### Task objective
Write out all of the data again, precisely as it appears.

Natural language region descriptions:

==========

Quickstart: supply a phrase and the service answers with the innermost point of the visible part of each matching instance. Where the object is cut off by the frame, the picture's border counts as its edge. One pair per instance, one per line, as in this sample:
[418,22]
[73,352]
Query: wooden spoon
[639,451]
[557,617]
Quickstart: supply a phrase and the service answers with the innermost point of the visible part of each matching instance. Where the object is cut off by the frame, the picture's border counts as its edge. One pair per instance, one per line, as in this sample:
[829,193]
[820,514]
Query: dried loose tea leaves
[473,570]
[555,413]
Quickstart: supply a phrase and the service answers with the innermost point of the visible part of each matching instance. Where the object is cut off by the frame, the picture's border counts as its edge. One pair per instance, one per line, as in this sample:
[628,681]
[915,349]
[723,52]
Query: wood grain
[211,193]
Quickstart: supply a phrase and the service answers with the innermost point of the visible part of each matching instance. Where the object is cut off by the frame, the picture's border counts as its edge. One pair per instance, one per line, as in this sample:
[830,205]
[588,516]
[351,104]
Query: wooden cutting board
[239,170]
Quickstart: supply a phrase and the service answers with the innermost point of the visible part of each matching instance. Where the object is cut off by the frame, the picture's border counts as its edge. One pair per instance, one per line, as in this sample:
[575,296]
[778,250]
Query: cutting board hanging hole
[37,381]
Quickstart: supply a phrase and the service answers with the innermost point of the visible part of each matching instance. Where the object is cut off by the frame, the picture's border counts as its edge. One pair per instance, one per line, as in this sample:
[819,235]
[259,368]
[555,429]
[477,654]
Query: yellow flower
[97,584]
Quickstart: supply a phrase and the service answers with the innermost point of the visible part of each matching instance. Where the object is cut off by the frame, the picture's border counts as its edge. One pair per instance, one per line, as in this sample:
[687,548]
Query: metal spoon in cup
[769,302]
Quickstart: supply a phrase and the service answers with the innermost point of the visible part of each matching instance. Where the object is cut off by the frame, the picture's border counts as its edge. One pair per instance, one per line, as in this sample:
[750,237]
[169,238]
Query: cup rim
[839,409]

==========

### Result for this task
Quickstart: supply a phrase and the service answers with the innermost point of the visible part of each matching instance. Where the object is cut off by the frame, the picture's border counts as its edge. One pair per instance, one per line, as in this sample:
[418,22]
[73,352]
Query: wooden spoon
[639,451]
[557,617]
Quickstart: supply a phrase and the service answers with the innermost point of the visible part of each matching instance. Where the object is cut off by the frame, the picture's border counts as its edge. One pair per instance, one per line, as in this sample:
[829,193]
[820,514]
Query: dried loose tea leaves
[473,570]
[555,413]
Quickstart: supply a phrase and the service answers with the innermost point of the visible part of each matching instance. Where the object is cut off by the frame, the picture's border counts as its edge. One pair per instance, one per line, as in this sample:
[628,681]
[915,349]
[723,52]
Query: wood grain
[211,193]
Quickstart: supply a phrase and the service answers with the innermost point of the visible part of each matching instance. Where the object is cut off by the frame, the picture's border counts as its edge. One pair per instance, one per line, as in this sample:
[830,205]
[588,516]
[351,104]
Query: wooden cutting board
[239,170]
Quickstart: supply a phrase and the service answers with the innermost point of the visible part of each matching instance. Where the object is cut off by the frame, the picture's border counts as its edge. One pair per instance, one per line, as in this sample:
[575,296]
[778,250]
Query: cutting board hanging hole
[37,381]
Quickstart: supply a phrase and the service answers with the innermost point of the visible part of each matching instance. Where the object is cut off by the frame, the picture's border counts as its edge. One pair per instance, one per line, as in this sample:
[819,235]
[259,368]
[555,429]
[477,654]
Query: yellow flower
[97,584]
Quickstart: supply a phrase and the service answers with the innermost point of the visible part of each matching instance. Where the object is cut off by the frame, the picture's border counts as its edge. One pair per instance, one per line, as in this sample:
[687,548]
Query: metal spoon in cup
[769,302]
Quickstart: supply a phrase and the service answers with the innermost point of the visible part of each matching instance. Where the object is cut off by the frame, the picture's border counts as its edge. One pair per instance, one per line, as in this sample:
[750,237]
[169,238]
Query: cup rim
[839,409]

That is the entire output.